• Document extract:
• • • • • • •
My own hopes, for starters at least:

Weather in degrees Celsius, km/h, etc.  

Road signs in km or m.

Packaging in metric only.  I won't get picky about hard metric, just have it in metric.

Advertising in metric.  No more Giant Food calling a 2 liter bottle of soda a "67.6 
oz." bottle.

Building supplies, etc. shown in metric first.  Doesn't have to be hard metric 
especially since most of it is nominal anyway, and there's a lot of legacy 
construction for which stuff still has to fit.

Hospitals and doctors measuring and weighing carbon based life forms in metric.

If people want to use ifp in the lonely hearts ads more power to them.  Ultimately 
they will give up.

In general, nothing official or commercial in wombat units.  

No policing of what people say to each other.

Carleton

In a message dated Wed, 30 May 2001 12:57:29 PM Eastern Daylight Time, "Jim Elwell" 
<[EMAIL PROTECTED]> writes:

<< Gene Mechtly asks (in part):

> Do you believe that "mandatory metrication" would require that all
> negotiated contracts between individuals or private corporations, with
> no sales offered to the public, would have to be in metric units?
>
> I ask these questions because I believe that a clear distinction between
> private and public transactions is not being made in this discussion of
> "mandated metrication" which, to me, means *only* transactions in which
> there is a compelling public (governmental regulatory) interest.

I posted an email a few minute ago that brought up the same issue: are we
talking apples and oranges here?

What do you folks want the government to mandate? Just labels on retail
packages?

What about consumer products that use colloquial fasteners (e.g., a
lawnmower)?

What about "wholesale to the public" warehouses?

Heck, for that matter, are the rest of you all on the same wavelength?
• • • • • • •
• Supplied records:

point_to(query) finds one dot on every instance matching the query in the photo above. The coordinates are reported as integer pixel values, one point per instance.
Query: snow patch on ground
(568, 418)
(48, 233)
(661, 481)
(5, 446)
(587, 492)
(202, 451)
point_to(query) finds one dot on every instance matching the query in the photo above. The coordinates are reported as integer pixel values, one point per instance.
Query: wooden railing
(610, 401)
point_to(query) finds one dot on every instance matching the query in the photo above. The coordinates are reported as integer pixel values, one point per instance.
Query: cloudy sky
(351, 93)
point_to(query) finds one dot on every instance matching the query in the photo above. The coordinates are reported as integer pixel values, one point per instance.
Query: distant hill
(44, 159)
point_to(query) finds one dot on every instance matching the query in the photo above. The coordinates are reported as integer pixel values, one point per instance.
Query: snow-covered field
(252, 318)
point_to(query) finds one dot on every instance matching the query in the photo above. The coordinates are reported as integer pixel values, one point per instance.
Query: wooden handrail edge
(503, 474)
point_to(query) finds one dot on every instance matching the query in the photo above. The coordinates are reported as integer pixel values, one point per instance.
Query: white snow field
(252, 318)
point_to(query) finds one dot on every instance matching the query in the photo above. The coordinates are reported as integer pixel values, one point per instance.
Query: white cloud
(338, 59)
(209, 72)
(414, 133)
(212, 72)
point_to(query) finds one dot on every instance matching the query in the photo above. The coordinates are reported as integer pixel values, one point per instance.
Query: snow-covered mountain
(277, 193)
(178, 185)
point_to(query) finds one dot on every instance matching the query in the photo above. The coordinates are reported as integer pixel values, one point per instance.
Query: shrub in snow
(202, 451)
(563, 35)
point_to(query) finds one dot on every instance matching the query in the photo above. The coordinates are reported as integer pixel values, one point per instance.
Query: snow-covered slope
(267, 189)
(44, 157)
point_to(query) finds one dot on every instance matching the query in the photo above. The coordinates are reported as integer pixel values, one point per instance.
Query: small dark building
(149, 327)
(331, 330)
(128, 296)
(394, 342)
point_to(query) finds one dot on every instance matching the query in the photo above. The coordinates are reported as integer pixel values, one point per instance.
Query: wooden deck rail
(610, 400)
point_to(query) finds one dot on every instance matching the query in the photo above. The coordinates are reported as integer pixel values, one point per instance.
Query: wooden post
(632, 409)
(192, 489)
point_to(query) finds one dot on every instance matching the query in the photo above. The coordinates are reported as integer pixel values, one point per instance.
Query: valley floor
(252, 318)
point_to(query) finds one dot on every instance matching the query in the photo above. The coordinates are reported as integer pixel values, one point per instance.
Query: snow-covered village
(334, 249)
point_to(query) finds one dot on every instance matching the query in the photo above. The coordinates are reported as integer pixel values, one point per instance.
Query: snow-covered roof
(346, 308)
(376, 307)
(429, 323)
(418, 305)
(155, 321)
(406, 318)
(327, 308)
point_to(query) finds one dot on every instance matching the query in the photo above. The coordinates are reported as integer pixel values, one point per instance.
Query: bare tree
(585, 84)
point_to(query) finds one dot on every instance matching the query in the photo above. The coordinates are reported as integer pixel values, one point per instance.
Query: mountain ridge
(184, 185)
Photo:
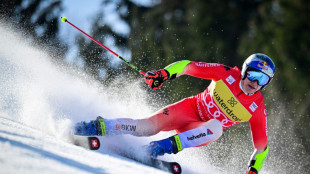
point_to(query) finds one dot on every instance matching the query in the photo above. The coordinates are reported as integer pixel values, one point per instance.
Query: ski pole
(64, 19)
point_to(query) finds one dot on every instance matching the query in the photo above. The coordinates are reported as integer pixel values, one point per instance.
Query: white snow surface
(39, 102)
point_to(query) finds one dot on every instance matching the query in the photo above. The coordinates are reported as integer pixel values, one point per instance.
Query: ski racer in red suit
(232, 97)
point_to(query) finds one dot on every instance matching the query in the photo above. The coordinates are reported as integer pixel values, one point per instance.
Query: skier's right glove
(155, 78)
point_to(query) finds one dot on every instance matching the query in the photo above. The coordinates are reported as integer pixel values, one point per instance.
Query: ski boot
(168, 145)
(92, 128)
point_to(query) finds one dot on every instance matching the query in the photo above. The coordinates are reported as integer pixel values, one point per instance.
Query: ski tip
(64, 19)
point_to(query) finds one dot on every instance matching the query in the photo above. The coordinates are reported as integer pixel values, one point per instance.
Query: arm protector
(176, 69)
(258, 161)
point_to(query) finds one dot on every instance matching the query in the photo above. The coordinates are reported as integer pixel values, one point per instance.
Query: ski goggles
(261, 78)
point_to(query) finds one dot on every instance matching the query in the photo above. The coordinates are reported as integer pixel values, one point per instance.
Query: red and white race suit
(223, 100)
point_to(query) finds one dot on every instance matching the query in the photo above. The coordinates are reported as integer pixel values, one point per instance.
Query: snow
(27, 150)
(39, 102)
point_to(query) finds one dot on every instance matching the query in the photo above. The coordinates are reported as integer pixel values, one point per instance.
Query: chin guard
(258, 161)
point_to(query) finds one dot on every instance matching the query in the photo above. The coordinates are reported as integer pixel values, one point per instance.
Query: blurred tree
(38, 20)
(281, 30)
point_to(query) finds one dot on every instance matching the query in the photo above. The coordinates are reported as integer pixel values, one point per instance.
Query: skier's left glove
(257, 162)
(155, 78)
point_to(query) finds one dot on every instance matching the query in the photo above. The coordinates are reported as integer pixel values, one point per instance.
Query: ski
(93, 143)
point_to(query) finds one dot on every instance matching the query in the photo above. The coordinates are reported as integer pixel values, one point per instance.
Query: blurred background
(154, 33)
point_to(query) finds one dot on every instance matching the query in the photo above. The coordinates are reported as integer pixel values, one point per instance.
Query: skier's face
(250, 87)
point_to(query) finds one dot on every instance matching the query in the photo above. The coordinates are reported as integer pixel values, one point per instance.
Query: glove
(155, 78)
(252, 171)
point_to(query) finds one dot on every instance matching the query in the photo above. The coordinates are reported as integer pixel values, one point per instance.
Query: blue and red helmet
(261, 63)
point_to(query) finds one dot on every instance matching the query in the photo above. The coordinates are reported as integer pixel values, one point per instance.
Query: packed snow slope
(39, 102)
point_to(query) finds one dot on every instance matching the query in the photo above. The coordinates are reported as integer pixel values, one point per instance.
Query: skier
(232, 97)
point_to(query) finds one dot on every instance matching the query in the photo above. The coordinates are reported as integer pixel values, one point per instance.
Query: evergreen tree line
(224, 32)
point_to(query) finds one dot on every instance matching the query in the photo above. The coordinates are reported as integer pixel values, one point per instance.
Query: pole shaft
(131, 65)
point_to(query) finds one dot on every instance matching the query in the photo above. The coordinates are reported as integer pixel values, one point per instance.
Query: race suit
(223, 100)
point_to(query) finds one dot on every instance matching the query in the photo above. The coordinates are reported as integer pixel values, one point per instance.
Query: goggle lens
• • • • • • •
• The problem: Copy the metrication email word for word, from "Road signs in" to "forms in metric.". The data has no connection to the metrication email.

• Solution for this problem:
Road signs in km or m.

Packaging in metric only.  I won't get picky about hard metric, just have it in metric.

Advertising in metric.  No more Giant Food calling a 2 liter bottle of soda a "67.6 
oz." bottle.

Building supplies, etc. shown in metric first.  Doesn't have to be hard metric 
especially since most of it is nominal anyway, and there's a lot of legacy 
construction for which stuff still has to fit.

Hospitals and doctors measuring and weighing carbon based life forms in metric.